→ Rows from a point labeling set:
_ _ _ _ _ _ _
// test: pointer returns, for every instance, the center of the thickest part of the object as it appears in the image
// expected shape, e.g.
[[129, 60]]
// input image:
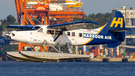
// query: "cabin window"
_ _ _ _ _ _ _
→ What to do:
Can you copy out every line of the rows above word for word, leaving out the picture?

→ Solved exercise:
// test: pointer returns, for every instance, the center of the thickest part of the object as it appears in the image
// expected shape, e.g.
[[129, 60]]
// input image:
// query: "cabin window"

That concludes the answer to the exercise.